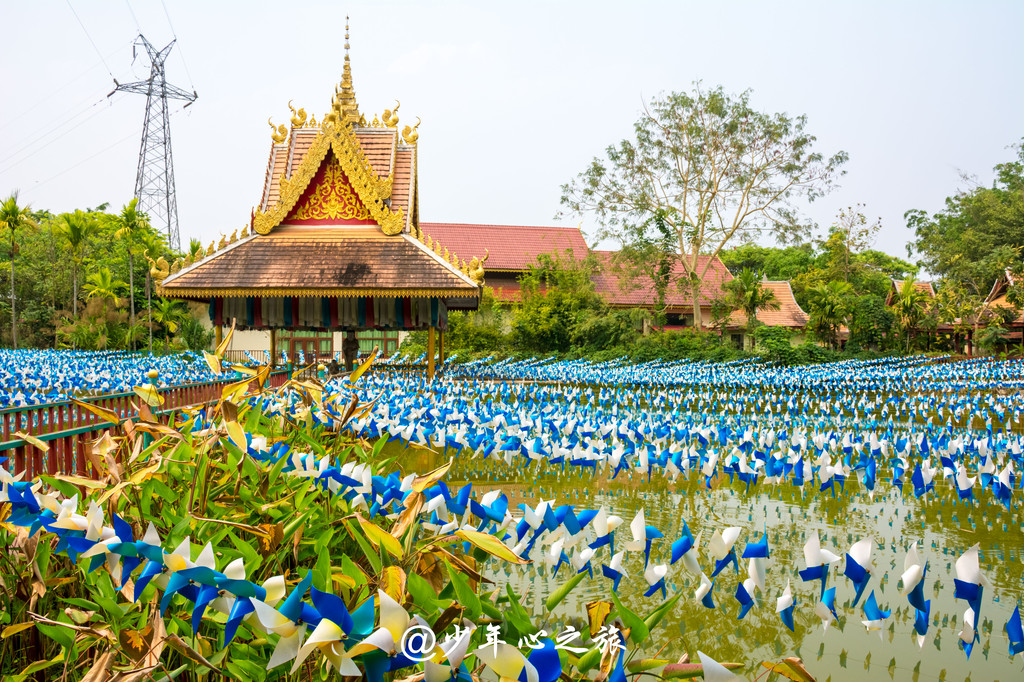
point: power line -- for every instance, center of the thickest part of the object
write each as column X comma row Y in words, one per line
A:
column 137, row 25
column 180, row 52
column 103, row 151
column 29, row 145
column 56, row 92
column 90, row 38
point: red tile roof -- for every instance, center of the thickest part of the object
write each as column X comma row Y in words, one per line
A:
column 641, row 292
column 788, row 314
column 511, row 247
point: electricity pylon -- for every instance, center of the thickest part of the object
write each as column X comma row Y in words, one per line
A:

:::::

Starting at the line in the records above that contains "point: red tile", output every line up to and including the last one, with nothing added.

◆ **OUTPUT FOR THIS EXERCISE**:
point: red tile roof -- for every instance, center of the thickest part of the object
write each as column X comma row Y in words, one per line
A:
column 641, row 292
column 788, row 314
column 511, row 247
point: electricity pylon -- for every instance, center of the thickest part of the object
write each as column X comma row Y in words, one per line
A:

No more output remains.